Repeat each line, word for word, from the one containing "box: [146, 107, 199, 117]" through the last line of the entries, and include no other output.
*** Information shown Section Begins ***
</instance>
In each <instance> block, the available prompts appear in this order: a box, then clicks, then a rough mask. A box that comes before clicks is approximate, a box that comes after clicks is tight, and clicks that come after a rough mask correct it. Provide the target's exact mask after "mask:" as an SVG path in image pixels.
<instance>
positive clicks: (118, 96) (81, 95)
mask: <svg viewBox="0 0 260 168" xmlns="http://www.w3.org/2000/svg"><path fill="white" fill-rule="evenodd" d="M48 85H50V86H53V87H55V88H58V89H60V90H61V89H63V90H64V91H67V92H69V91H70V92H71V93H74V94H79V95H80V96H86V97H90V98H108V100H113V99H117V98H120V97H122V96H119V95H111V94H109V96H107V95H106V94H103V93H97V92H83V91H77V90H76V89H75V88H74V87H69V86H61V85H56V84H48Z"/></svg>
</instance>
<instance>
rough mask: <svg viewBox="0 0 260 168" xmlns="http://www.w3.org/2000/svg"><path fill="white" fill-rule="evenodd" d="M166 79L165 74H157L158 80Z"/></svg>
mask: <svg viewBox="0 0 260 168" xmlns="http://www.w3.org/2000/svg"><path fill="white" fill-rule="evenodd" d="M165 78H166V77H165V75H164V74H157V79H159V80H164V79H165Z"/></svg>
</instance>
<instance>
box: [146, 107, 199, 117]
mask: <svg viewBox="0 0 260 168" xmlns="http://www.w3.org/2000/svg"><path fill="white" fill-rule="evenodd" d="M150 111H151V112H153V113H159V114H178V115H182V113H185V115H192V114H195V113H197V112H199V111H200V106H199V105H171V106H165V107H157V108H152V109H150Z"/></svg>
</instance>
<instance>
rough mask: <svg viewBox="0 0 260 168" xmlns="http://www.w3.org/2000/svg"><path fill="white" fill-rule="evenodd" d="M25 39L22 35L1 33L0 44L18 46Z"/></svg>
*** Information shown Section Ends ***
Written solution:
box: [146, 107, 199, 117]
mask: <svg viewBox="0 0 260 168" xmlns="http://www.w3.org/2000/svg"><path fill="white" fill-rule="evenodd" d="M150 111H151V112H153V113H159V114H178V115H182V113H185V115H192V114H195V113H197V112H199V111H200V106H199V105H171V106H165V107H157V108H152V109H150Z"/></svg>
</instance>
<instance>
rough mask: <svg viewBox="0 0 260 168" xmlns="http://www.w3.org/2000/svg"><path fill="white" fill-rule="evenodd" d="M25 39L22 35L1 33L0 44L18 46Z"/></svg>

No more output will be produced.